:: Énoncé A ::
Dans le texte sur le Grand Sanhédrin, relevez tout ce que les fidèles de tous sexes se voient enjoindre d'observer fidèlement.
:: Énoncé B ::
Prolongez le texte sur le Grand Sanhédrin et la polygamie en reprenant juste après sa dernière phrase.

:: Texte source ::
◆ ◆ ◆ ◆ ◆

Ainsi, en vertu du droit que nous confèrent nos usages et nos lois sacrées et qui déterminent que dans l’assemblée des docteurs du siècle réside essentiellement la faculté de statuer selon l’urgence des cas, et que requiert l’observance desdites lois, soit écrites, soit traditionnelles, nous procéderons dans l’objet de prescrire religieusement l’obéissance aux lois de l’État en matière civile et politique.
Pénétrés de cette sainte maxime, que la crainte de Dieu est le principe de toute sagesse, nous élevons nos regards vers le ciel, nous étendons nos mains vers son sanctuaire et nous l’implorons pour qu’il daigne nous éclairer de sa lumière, nous diriger dans le sentier de la vertu et de la vérité afin que nous puissions y conduire nos frères pour leur félicité, et celle de leurs descendants.

Partant, nous enjoignons, au nom du Seigneur notre Dieu, à tous nos corrélationnelles de tous sexes, d’observer fidèlement nos décisions, statuts et ordonnances, regardant d’avance tous ceux de France et du royaume d’Italie qui les violeraient ou en négligeraient l’observation, comme pêcheurs, notoirement contre la volonté du Seigneur Dieu d’Israël.


Article Premier

POLYGAMIE.

Le Grand Sanhédrin, légalement assemblé ce jour 9 Février 1807, et en vertu des pouvoirs qui lui sont inhérents, examinant s’il est licite aux Hébreux d’épouser plus d’une femme, et pénétré du principe généralement consacré dans Israël, que la soumission aux lois de l’État, en matière civile et politique, est un devoir religieux.

Reconnaît et déclare que la polygamie permise par la loi de Moïse, n’est qu’une simple faculté, que nos docteurs l’ont subordonnée à la condition d’avoir une fortune suffisante pour subvenir aux besoins de plusieurs épouses ;

Que dès les premiers temps de notre dispersion, les Israélites répandus dans l’occident, pénétrés de la nécessité de mettre leurs usages en harmonie avec les lois civiles des États dans lesquels ils s’étaient établis, avaient généralement renoncé à la polygamie, comme à une pratique non conforme aux mœurs des nations ;

Que ce fut aussi pour rendre hommage à ce principe de conformité en matière civile, que le synode convoqué à Worms, en l’an 4790 de notre ère, et présidé par le rabbin Guerson, avait prononcé anathème contre tout Israélite de leur pays qui épouserait plus d’une femme ;

Que cet usage s’est entièrement perdu en France, en Italie, et dans presque tous les États du continent européen où il est extrêmement rare de trouver un Israélite qui ose enfreindre à cet égard les lois des nations contre la polygamie

En conséquence, le grand sanhédrin pesant dans sa sagesse combien il importe l’usage adopté par les Israélites répandus dans l’Europe, et pour confirmer, et tant que besoin, ladite décision du synode de Worms, statue et ordonne comme principe religieux :

Qu’il est défendu à tous les Israélites de tous les États où la polygamie est défendue par les lois civiles, et en particulier à ceux de l’Empire de France et du Royaume d’Italie, d’épouser une seconde femme du vivant de la première, à moins qu’un divorce avec celle-ci, prononcé conformément aux dispositions du Code Civil, et suivi du divorce religieux, ne l’ait affranchi des liens du mariage.

◆ ◆ ◆ ◆ ◆

:: Données affichées ::
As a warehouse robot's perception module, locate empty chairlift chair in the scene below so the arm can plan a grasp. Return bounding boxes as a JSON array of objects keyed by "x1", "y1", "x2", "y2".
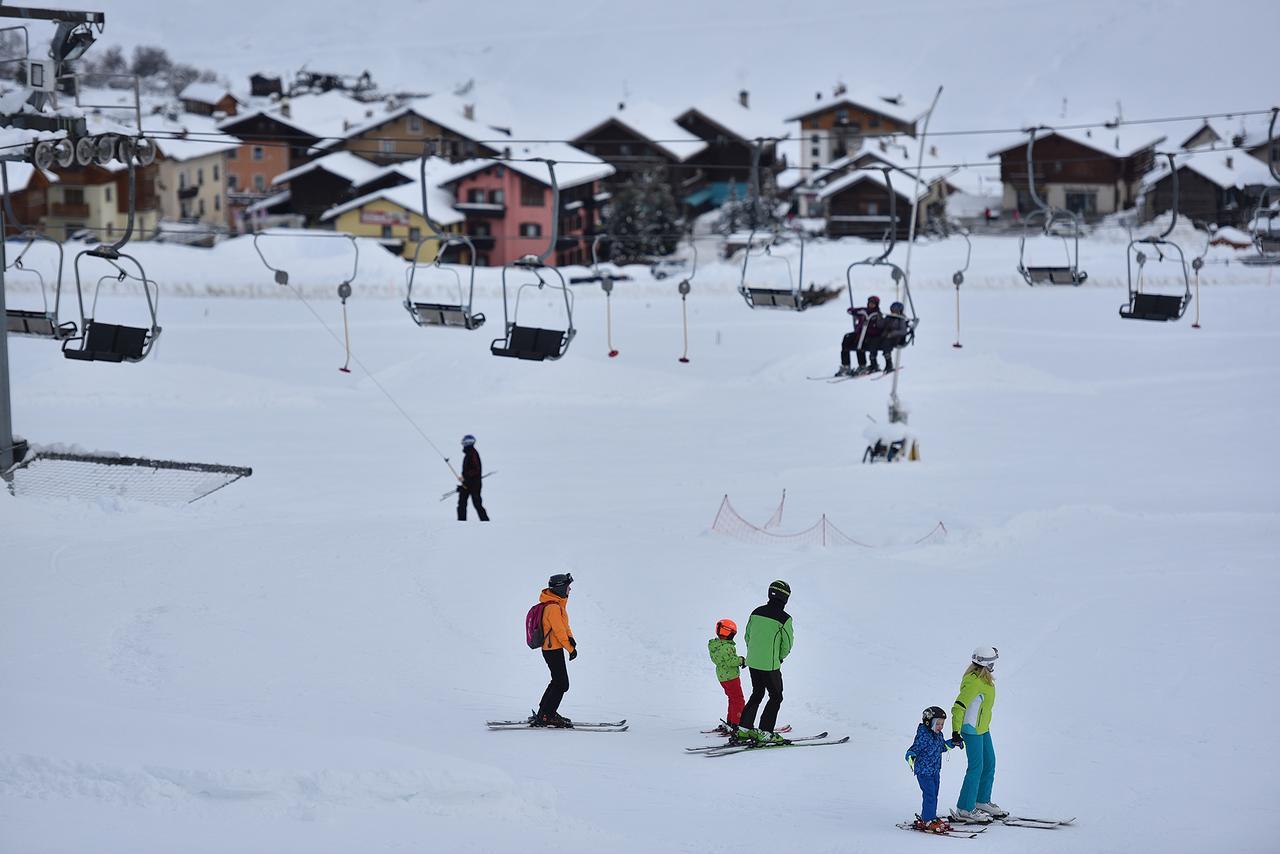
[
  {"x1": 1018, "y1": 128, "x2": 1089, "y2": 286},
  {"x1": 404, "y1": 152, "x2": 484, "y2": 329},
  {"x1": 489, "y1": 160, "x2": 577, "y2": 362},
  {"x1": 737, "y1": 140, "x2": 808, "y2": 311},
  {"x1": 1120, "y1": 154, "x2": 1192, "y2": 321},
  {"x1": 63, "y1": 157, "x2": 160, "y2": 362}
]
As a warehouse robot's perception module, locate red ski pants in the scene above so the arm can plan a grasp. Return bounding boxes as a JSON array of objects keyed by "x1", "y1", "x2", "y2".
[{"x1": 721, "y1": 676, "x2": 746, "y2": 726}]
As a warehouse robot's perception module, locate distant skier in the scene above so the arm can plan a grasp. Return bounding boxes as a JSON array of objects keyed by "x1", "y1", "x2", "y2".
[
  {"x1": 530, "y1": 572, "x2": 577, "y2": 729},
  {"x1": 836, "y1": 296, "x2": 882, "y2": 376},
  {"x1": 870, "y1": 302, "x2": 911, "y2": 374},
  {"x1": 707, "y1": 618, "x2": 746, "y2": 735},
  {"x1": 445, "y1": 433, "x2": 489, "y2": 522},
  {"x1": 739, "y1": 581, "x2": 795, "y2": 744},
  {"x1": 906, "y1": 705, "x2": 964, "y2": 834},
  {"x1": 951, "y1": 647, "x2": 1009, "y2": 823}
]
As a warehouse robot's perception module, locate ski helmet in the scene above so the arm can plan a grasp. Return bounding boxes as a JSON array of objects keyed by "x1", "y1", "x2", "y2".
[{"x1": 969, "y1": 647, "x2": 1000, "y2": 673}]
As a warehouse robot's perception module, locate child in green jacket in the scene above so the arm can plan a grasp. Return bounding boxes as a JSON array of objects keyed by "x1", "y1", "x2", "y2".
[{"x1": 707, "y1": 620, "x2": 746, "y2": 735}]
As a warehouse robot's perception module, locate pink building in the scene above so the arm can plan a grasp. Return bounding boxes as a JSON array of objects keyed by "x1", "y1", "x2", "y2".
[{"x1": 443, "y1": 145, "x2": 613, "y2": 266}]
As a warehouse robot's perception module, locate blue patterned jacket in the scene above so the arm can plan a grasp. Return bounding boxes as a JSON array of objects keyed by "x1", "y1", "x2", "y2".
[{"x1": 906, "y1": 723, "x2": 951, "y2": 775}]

◆ ◆ ◆ ◆ ◆

:: Résultat attendu A ::
décisions, statuts, ordonnances

:: Résultat attendu B ::
Article Deux

REPUDIATION

Le Grand Sanhédrin, ayant considéré combien il importe aujourd’hui d’établir des rapports d’harmonie entre les usages des Hébreux, relativement au mariage, et le Code Civil de France, et du royaume d’Italie, sur le même sujet, et considérant qu’il est de principe religieux de se soumettre aux lois civiles des États, reconnaît et déclare :

Que la répudiation permise par la loi de Moïse n’est valable que pour autant qu’elle opère la dissolution absolue de tous les liens entre les conjoints, même sous le rapport civil.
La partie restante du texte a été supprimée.